Short task a:
From the forum thread below, rewrite the paragraph that begins "I cleared my driveway" as a brief bulleted list that keeps its main facts.
== Document section ==
I suspect my story is fairly common to many other people's experiences. It is surely better for people to comment about what they have experience of rather than not reply at all? :roll: We may see more comments soon about how successful the various implements described above by other subscribers have fared during December........ only time will tell. :lol:

Dave


----------



## KontikiChris (Nov 26, 2010)

Thanks Dave,
Must admit that I wouldn't want to try breaking up solid ice with this, but it is brilliant for shovelling fresh snow, big enough, but not too big & very strong.
I cleared my driveway, patio & pathways about 3 times almost as soon as it fell, & I was so glad I did. They remained clear & usable, when everywhere else just turned to solid ice. The roads here were like an ice rink.
I was also lucky in that my car is a Volvo XC70, which had great traction even on the worst roads & hills around here. I was even able to assist some people who couldn't get up the hills, by towing them up.
===
== Stored records ==
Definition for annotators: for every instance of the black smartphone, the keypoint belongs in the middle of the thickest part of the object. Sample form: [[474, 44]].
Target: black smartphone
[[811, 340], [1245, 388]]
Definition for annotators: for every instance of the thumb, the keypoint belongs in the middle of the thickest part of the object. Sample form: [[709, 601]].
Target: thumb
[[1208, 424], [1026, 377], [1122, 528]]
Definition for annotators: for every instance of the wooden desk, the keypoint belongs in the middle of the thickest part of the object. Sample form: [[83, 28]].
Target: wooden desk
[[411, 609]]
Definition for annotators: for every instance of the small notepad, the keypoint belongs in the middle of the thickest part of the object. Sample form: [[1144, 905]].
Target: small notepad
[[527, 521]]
===
Short task b:
Extract every line of the records above that contains the string "small", treating uppercase and lowercase letters as different.

Written answer a:
- The driveway, patio and pathways were cleared about three times, almost as soon as the snow fell.
- They stayed clear and usable while everywhere else turned to solid ice.
- The local roads were like an ice rink.

Written answer b:
Definition for annotators: for every instance of the small notepad, the keypoint belongs in the middle of the thickest part of the object. Sample form: [[1144, 905]].
Target: small notepad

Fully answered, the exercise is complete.